- Requirement
Reproduce only the lines from the one containing "Annotate the athletic" down to the one containing "<point>46,6</point>", both included, leaving all wording and the sample coordinates within it unchanged. Scale each answer point coordinate by 0.4 and round it to a whole number, with halves rounded up.
___ Extracted information ___
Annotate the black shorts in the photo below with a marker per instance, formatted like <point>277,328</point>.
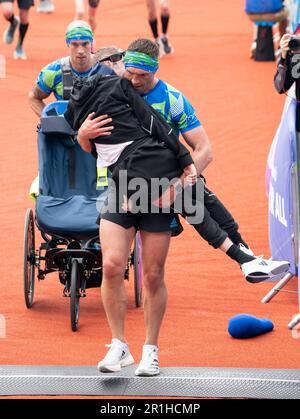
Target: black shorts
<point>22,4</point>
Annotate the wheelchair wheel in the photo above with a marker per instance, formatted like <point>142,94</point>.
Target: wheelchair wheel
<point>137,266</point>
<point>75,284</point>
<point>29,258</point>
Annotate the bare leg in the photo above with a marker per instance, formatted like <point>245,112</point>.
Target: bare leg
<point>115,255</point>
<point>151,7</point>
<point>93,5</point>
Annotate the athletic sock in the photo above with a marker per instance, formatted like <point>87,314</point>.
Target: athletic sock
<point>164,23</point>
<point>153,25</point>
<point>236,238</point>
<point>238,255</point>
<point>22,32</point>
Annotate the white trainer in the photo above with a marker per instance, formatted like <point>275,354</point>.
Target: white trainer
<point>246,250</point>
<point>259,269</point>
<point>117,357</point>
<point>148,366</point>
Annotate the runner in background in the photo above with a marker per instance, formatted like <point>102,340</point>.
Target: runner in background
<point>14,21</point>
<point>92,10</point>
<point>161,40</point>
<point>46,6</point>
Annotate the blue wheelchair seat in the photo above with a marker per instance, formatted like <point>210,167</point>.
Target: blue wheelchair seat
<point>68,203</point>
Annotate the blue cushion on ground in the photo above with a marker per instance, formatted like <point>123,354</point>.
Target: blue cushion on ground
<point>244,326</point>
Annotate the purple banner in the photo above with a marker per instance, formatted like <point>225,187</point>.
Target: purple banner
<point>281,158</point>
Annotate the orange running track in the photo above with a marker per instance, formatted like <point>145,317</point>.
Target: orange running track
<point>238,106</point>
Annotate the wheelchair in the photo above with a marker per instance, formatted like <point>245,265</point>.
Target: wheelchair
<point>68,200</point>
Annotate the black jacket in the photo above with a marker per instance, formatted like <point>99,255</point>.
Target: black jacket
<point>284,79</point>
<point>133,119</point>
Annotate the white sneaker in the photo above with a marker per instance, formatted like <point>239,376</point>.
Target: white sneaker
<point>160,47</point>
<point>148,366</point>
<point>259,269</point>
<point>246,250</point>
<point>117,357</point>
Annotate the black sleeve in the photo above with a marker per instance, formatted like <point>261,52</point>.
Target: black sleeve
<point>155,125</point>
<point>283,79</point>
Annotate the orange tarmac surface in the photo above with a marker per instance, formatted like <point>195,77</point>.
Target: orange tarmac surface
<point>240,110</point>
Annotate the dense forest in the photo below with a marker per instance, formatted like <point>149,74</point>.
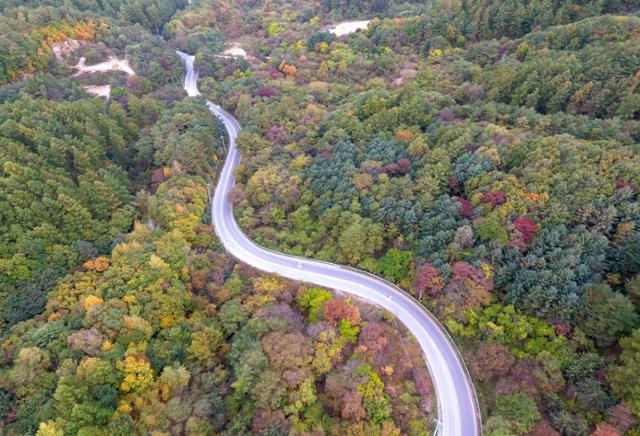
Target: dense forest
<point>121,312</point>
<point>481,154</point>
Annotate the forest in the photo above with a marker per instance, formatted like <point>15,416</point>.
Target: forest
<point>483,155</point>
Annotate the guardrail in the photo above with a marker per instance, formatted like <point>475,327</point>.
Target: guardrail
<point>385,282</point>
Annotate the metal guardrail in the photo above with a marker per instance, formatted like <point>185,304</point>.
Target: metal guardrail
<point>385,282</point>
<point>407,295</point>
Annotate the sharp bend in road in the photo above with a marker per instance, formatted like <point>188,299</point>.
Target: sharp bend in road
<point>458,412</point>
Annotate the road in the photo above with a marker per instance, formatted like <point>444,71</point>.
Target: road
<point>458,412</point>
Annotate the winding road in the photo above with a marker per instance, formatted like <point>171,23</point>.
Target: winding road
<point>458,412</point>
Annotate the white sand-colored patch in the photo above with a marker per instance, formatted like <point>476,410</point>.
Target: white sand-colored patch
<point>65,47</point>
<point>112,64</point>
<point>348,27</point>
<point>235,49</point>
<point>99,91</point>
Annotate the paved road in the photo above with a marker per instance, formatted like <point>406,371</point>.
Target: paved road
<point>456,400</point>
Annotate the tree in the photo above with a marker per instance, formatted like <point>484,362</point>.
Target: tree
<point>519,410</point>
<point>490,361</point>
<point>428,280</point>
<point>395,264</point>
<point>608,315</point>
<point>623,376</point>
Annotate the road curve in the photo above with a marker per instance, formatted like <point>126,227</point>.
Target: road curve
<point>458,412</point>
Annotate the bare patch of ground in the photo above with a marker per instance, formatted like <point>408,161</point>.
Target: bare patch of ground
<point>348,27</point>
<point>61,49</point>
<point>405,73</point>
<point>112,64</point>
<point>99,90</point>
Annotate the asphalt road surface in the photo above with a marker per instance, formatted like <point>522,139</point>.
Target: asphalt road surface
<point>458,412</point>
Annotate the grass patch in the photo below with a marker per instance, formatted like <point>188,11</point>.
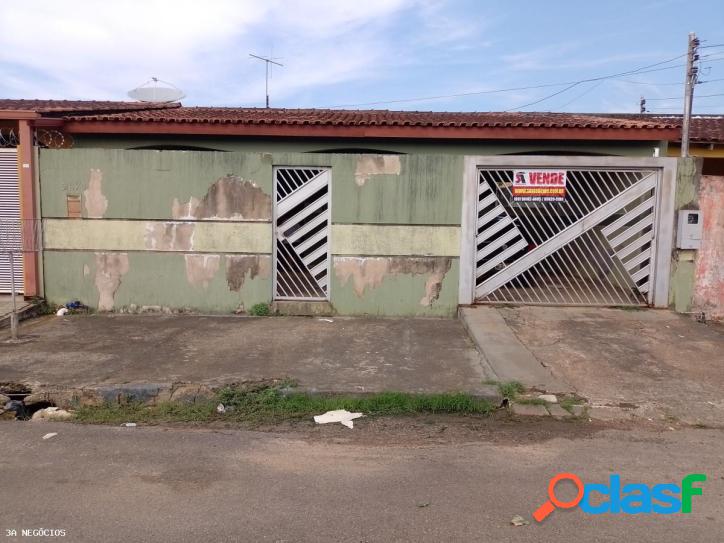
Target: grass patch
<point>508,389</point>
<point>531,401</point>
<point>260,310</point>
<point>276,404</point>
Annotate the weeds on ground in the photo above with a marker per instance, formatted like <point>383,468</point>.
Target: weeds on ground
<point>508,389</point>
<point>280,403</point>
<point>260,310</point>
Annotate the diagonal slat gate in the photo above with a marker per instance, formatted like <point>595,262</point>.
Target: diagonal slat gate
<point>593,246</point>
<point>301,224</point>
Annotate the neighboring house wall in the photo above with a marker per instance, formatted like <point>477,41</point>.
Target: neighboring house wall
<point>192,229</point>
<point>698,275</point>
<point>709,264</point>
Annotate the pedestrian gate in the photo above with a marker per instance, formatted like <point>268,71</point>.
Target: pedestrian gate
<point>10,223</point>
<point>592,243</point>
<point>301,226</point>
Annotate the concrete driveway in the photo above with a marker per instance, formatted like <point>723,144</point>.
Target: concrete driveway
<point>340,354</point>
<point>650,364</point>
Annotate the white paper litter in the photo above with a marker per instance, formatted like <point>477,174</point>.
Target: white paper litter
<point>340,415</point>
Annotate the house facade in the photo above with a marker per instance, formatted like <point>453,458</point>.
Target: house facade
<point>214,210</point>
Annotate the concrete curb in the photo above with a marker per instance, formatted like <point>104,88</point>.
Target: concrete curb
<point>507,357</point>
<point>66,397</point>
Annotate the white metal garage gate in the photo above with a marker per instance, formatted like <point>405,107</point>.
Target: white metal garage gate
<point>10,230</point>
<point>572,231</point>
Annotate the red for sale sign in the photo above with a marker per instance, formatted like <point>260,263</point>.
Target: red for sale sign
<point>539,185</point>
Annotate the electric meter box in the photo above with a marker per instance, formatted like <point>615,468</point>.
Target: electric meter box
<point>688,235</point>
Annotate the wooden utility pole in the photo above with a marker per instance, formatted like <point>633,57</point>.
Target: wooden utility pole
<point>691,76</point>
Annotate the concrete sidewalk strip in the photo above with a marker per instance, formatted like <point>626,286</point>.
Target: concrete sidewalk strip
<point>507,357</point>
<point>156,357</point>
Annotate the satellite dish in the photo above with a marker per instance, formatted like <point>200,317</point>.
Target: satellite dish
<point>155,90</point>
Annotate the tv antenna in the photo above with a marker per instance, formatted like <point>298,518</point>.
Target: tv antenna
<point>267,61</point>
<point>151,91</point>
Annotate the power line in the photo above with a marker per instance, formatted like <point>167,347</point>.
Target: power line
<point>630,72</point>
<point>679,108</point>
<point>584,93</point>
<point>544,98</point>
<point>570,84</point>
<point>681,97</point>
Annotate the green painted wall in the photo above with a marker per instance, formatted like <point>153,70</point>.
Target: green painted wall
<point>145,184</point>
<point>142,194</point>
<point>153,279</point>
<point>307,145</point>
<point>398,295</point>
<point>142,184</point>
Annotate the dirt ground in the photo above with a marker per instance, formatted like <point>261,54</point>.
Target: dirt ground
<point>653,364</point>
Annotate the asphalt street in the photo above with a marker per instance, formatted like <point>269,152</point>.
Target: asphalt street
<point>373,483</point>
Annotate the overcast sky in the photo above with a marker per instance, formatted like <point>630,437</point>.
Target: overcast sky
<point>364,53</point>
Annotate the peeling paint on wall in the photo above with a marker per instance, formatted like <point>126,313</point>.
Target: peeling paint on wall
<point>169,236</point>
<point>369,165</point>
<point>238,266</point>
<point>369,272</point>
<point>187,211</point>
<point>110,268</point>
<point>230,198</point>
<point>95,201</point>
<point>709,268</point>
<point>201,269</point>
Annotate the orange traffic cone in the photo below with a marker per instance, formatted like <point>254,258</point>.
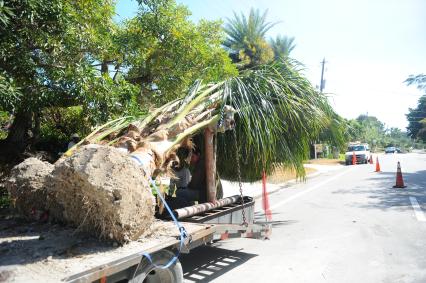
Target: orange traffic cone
___
- Answer in full
Annotate the athletic sock in the photo above with a marker per instance, formatted like <point>87,314</point>.
Target: athletic sock
<point>66,9</point>
<point>61,10</point>
<point>94,95</point>
<point>95,102</point>
<point>9,13</point>
Annotate the white trainer in the photo above with a marker per instance, formatted like <point>275,354</point>.
Target: white trainer
<point>98,100</point>
<point>104,108</point>
<point>47,143</point>
<point>59,146</point>
Annotate the runner in background in the photo above with a marker per instance, formatted like <point>102,340</point>.
Target: runner in background
<point>6,8</point>
<point>37,4</point>
<point>64,16</point>
<point>18,2</point>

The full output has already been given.